▶ **Extrait du texte**
———

La crise des semi-conducteurs refait surface, mais cette fois sans pandémie. Sous fond de tensions entre la Chine, l’Europe et les États-Unis, les constructeurs automobiles européens cherchent désespérément à éviter la paralysie. Une dépendance stratégique qui illustre les failles d’un continent désindustrialisé.

L'industrie automobile européenne se retrouve une nouvelle fois au bord de la rupture d'approvisionnement en semi-conducteurs. Cependant, la cause n'est plus la pandémie, mais une série d'actions étatiques unilatérales : le blocage des exportations par la Chine en riposte à la mise à l'écart d'un dirigeant de Nexperia par les Pays-Bas, encouragés par les États-Unis. Cette crise n'est pas un accident économique, mais la conséquence directe et prévisible de l'ingérence politique dans les affaires d'entreprises. Elle illustre, de manière cruelle, le coût de la dépendance et la dangerosité de subordonner le libre-échange aux caprices géopolitiques.
Le retour d’une crise, mais sans COVID
Trois ans après la crise du Covid, les chaînes de production automobile se retrouvent de nouveau menacées. Cette fois, ce n’est pas un virus, mais un blocus chinois.
Depuis octobre 2025, les usines du fabricant Nexperia, propriété du groupe chinois Wingtech, ont suspendu leurs exportations vers l’Europe. À l’origine du conflit : la décision des autorités néerlandaises d’écarter le dirigeant chinois Zhang Xuezheng de la direction de Nexperia, pour le remplacer par une personnalité indépendante.
Pékin a répliqué immédiatement en imposant un blocus des exportations de puces, paralysant ainsi une partie de la production automobile européenne.

———

▶ **Données de l'exercice**
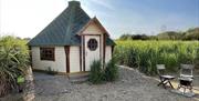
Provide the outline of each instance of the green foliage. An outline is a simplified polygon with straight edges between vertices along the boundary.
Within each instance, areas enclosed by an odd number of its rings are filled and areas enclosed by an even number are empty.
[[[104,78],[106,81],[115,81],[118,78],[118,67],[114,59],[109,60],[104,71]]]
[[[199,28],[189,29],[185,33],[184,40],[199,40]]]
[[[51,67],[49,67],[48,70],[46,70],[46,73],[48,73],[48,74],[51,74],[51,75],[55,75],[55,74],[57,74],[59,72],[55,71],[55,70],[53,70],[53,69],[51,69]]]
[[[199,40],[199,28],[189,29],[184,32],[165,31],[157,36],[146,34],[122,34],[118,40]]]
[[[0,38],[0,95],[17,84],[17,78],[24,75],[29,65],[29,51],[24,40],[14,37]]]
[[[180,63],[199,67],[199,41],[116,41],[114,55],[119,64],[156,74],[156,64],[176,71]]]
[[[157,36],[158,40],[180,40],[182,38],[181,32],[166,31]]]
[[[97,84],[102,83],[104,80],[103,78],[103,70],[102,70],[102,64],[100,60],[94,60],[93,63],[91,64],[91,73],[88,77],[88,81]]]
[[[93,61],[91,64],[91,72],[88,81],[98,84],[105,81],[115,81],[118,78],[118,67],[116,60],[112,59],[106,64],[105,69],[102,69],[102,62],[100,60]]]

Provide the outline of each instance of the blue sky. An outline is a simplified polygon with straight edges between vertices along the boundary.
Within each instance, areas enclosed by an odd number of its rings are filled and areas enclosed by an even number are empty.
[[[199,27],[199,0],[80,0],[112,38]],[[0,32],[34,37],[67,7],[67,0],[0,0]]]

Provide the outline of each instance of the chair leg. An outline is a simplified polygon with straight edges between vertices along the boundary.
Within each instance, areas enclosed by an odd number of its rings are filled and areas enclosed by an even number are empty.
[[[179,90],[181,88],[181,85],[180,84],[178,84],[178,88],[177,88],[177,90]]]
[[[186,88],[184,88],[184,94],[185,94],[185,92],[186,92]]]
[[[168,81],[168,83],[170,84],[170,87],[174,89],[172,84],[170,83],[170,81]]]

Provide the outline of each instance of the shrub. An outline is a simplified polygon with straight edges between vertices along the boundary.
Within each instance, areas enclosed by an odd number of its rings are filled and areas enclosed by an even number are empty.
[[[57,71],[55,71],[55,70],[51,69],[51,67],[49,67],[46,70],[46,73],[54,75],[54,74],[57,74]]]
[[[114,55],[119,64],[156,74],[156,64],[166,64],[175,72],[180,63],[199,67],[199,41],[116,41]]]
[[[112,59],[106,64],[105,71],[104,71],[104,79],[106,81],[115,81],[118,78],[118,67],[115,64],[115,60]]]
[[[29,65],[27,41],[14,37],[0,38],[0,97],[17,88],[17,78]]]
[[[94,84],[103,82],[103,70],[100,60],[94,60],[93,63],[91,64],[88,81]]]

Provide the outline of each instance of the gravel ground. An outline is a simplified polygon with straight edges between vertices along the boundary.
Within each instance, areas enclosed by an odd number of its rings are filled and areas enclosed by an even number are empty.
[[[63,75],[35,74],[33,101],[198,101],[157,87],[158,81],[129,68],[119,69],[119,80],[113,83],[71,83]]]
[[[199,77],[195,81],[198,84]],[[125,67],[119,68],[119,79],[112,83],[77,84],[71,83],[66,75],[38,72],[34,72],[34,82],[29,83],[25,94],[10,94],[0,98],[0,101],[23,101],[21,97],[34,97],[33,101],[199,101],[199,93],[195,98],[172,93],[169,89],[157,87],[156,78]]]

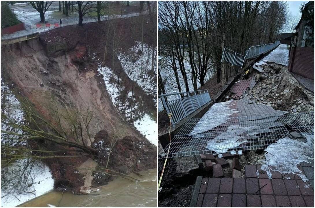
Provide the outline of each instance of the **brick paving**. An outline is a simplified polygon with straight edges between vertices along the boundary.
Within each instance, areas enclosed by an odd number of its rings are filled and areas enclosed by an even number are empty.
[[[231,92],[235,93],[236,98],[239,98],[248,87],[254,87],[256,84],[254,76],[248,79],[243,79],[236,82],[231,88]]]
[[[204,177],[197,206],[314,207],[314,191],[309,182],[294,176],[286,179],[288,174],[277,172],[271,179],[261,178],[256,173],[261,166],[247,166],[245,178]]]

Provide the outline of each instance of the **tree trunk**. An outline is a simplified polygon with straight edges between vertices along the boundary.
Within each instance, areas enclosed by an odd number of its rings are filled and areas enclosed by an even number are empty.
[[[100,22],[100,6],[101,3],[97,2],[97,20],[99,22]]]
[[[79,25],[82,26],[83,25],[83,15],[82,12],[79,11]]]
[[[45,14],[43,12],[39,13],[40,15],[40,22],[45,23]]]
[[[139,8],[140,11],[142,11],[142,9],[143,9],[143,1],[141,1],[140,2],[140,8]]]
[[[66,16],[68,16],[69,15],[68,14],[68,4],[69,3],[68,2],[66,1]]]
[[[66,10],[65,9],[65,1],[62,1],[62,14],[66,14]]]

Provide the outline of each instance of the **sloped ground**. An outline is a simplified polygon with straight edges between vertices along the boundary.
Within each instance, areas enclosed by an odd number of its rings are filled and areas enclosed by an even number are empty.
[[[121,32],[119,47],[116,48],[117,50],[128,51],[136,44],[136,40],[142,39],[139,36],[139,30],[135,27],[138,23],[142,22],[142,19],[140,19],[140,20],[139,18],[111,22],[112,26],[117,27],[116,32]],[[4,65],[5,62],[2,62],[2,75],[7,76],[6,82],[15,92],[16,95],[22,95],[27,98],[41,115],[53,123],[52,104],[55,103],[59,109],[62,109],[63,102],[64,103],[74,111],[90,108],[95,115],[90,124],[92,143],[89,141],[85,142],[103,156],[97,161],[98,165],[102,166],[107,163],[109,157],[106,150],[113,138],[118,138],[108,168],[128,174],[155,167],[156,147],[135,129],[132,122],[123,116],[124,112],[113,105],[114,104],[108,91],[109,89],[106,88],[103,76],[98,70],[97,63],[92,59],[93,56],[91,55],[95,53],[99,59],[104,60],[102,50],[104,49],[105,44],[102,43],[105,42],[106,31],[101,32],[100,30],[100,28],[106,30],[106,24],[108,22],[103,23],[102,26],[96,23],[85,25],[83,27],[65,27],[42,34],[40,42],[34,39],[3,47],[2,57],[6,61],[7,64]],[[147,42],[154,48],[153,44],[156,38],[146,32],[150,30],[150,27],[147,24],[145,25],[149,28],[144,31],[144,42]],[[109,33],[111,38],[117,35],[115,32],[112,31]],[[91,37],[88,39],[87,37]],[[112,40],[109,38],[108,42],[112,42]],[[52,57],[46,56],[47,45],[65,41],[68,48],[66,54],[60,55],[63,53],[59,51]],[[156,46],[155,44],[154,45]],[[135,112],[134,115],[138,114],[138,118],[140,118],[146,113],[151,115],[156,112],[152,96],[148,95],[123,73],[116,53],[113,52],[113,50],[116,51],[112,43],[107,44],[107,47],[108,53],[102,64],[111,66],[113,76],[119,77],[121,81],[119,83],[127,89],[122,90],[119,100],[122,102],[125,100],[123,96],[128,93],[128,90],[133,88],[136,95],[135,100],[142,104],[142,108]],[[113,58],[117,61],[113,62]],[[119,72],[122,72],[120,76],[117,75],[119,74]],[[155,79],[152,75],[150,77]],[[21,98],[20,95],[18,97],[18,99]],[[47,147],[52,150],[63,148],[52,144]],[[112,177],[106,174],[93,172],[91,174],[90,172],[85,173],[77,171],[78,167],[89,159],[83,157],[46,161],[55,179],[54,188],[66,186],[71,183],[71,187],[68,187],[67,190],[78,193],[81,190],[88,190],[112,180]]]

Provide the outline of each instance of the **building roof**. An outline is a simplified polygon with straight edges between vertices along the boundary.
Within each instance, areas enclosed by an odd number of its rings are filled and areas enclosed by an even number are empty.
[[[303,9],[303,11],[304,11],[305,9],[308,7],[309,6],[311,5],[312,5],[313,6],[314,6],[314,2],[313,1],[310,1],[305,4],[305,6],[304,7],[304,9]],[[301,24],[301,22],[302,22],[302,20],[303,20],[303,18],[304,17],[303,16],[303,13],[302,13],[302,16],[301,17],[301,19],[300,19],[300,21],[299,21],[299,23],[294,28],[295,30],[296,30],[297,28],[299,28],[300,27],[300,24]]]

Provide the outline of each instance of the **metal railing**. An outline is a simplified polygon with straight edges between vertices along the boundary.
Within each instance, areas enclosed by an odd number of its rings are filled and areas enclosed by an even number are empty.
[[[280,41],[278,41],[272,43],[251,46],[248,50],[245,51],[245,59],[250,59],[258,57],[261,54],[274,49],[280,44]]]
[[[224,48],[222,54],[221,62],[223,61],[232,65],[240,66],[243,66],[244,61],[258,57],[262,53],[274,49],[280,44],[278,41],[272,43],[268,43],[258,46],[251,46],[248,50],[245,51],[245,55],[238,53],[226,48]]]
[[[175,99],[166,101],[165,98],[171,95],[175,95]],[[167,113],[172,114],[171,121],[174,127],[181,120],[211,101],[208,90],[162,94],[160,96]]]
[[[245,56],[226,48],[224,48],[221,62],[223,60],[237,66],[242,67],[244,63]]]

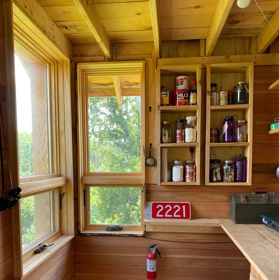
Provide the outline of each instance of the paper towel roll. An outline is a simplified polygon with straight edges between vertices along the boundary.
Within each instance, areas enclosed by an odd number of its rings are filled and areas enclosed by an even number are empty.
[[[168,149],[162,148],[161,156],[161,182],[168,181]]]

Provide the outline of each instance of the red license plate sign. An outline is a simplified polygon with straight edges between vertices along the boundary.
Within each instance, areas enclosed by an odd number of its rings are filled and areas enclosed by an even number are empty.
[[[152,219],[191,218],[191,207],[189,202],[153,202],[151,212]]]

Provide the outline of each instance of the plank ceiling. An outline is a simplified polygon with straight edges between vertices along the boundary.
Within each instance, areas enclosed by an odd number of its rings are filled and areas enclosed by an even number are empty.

———

▶ **Énoncé**
Selon l'extrait sur la crise des semi-conducteurs, pour quelle raison Pékin a-t-il imposé un blocus des exportations de puces vers l'Europe ? Répondez en une à trois phrases. Les enregistrements n'interviennent nullement ici.

▶ **Réponse**
Pékin a imposé ce blocus en riposte à la décision des autorités néerlandaises d'écarter le dirigeant chinois Zhang Xuezheng de la direction de Nexperia pour le remplacer par une personnalité indépendante. D'après l'extrait, les Pays-Bas avaient été encouragés dans cette démarche par les États-Unis.